# Records for the task start
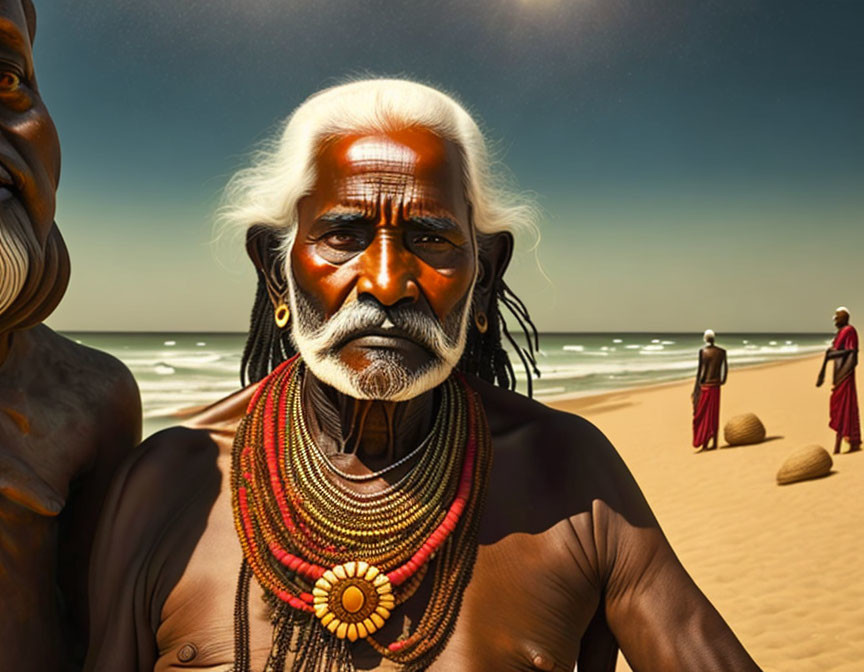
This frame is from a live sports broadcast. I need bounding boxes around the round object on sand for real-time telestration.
[723,413,765,446]
[777,446,833,485]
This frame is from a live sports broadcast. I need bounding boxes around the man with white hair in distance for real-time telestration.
[0,0,141,672]
[692,329,729,450]
[86,80,758,672]
[816,306,861,455]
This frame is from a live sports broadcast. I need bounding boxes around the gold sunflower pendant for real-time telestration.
[312,560,396,642]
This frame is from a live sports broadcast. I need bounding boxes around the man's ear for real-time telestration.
[246,224,288,307]
[474,231,513,313]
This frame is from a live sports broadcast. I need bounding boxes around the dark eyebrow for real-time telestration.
[408,215,459,231]
[318,212,368,226]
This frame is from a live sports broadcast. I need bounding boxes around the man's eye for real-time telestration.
[414,233,450,246]
[0,70,21,93]
[324,231,363,250]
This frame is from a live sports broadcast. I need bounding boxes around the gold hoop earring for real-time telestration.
[273,303,291,329]
[474,310,489,334]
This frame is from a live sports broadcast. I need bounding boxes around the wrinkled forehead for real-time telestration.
[315,128,465,209]
[0,0,30,51]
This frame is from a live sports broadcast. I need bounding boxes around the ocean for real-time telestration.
[64,332,831,436]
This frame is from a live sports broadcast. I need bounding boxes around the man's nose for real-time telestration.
[357,229,420,306]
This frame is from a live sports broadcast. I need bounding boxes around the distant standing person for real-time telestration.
[816,306,861,455]
[692,329,729,450]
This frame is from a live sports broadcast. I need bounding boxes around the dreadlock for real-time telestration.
[240,270,540,397]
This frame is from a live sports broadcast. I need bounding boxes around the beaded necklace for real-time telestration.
[231,357,492,672]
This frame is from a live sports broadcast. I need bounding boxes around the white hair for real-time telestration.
[220,79,537,253]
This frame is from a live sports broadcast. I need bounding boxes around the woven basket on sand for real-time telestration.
[723,413,765,446]
[777,446,833,485]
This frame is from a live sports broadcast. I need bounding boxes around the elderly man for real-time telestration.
[0,0,141,672]
[86,80,758,672]
[816,306,861,455]
[692,329,729,450]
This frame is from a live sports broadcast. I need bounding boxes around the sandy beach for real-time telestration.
[552,357,864,672]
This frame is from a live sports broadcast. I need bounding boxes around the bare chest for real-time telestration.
[155,484,599,672]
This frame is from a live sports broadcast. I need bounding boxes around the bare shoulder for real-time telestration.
[31,325,140,414]
[112,427,219,498]
[471,380,651,527]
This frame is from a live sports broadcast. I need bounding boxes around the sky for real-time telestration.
[35,0,864,332]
# Records for the task end
What this task involves —
Arrange the data above as a Markdown table with the columns Row and Line, one numbered row per nonblank line. Leave the picture out of the answer.

Solution for this problem —
| Row | Line |
|---|---|
| 1 | This frame is from a live sports broadcast. I need bounding boxes around the round object on sand for real-time telestration. |
| 2 | [723,413,765,446] |
| 3 | [777,446,833,485] |
| 4 | This frame is from a live sports broadcast. I need bounding boxes around the man with white hair in distance for real-time telestration. |
| 5 | [0,0,141,672] |
| 6 | [692,329,729,450] |
| 7 | [86,80,758,672] |
| 8 | [816,306,861,455] |
| 9 | This frame is from a live sports broadcast. I need bounding boxes around the gold sunflower pendant for real-time telestration. |
| 10 | [312,560,396,642] |
| 11 | This frame is from a live sports broadcast. I need bounding boxes around the man's ear for real-time telestration. |
| 12 | [246,224,288,307] |
| 13 | [474,231,513,313] |
| 14 | This frame is from a live sports broadcast. I need bounding boxes around the dark eyebrow for real-time telestration. |
| 15 | [408,215,459,231] |
| 16 | [318,212,368,226] |
| 17 | This frame is from a live sports broadcast. I need bounding boxes around the man's eye for real-time telestration. |
| 18 | [414,233,450,246] |
| 19 | [0,70,21,93] |
| 20 | [324,231,363,250] |
| 21 | This frame is from a live sports broadcast. I need bounding boxes around the gold hoop earring for real-time telestration. |
| 22 | [273,303,291,329] |
| 23 | [474,310,489,334] |
| 24 | This frame is from a live sports broadcast. I need bounding boxes around the wrinkled forehead for real-time telestration. |
| 25 | [315,128,465,209] |
| 26 | [0,0,30,51] |
| 27 | This frame is from a live sports broadcast. I need bounding boxes around the ocean for real-time telestration. |
| 28 | [64,332,831,436] |
| 29 | This frame is from a live sports broadcast. I need bounding boxes around the man's nose for real-time telestration. |
| 30 | [357,229,420,306] |
| 31 | This frame is from a live sports broadcast. I need bounding boxes around the distant standing person for real-time telestration. |
| 32 | [816,306,861,455] |
| 33 | [692,329,729,450] |
| 34 | This frame is from a live sports broadcast. I need bounding boxes around the dreadlock for real-time telestration. |
| 35 | [240,270,540,397] |
| 36 | This frame is from a live sports broadcast. I need bounding boxes around the beaded necklace for real-time telestration. |
| 37 | [231,357,492,672] |
| 38 | This frame is from a live sports broadcast. I need bounding boxes around the white hair for real-time telestration. |
| 39 | [220,79,537,253] |
| 40 | This frame is from a live sports broadcast. I need bounding boxes around the woven basket on sand for real-time telestration. |
| 41 | [723,413,765,446] |
| 42 | [777,446,833,485] |
| 43 | This frame is from a live sports broadcast. I need bounding boxes around the elderly man for real-time telestration. |
| 44 | [0,0,141,672] |
| 45 | [86,80,758,672] |
| 46 | [816,306,861,455] |
| 47 | [692,329,729,450] |
| 48 | This frame is from a live sports broadcast. I need bounding boxes around the sandy beach for real-time telestration. |
| 49 | [552,357,864,672] |
| 50 | This frame is from a live sports broadcast. I need bounding boxes around the bare chest for real-time telestration. |
| 51 | [155,484,599,672] |
| 52 | This frame is from a live sports broadcast. I need bounding boxes around the bare shoulder for real-time telestration. |
| 53 | [31,325,140,414] |
| 54 | [112,427,219,498] |
| 55 | [471,380,651,527] |
| 56 | This frame is from a live sports broadcast. I need bounding boxes around the sky for real-time telestration. |
| 57 | [35,0,864,332] |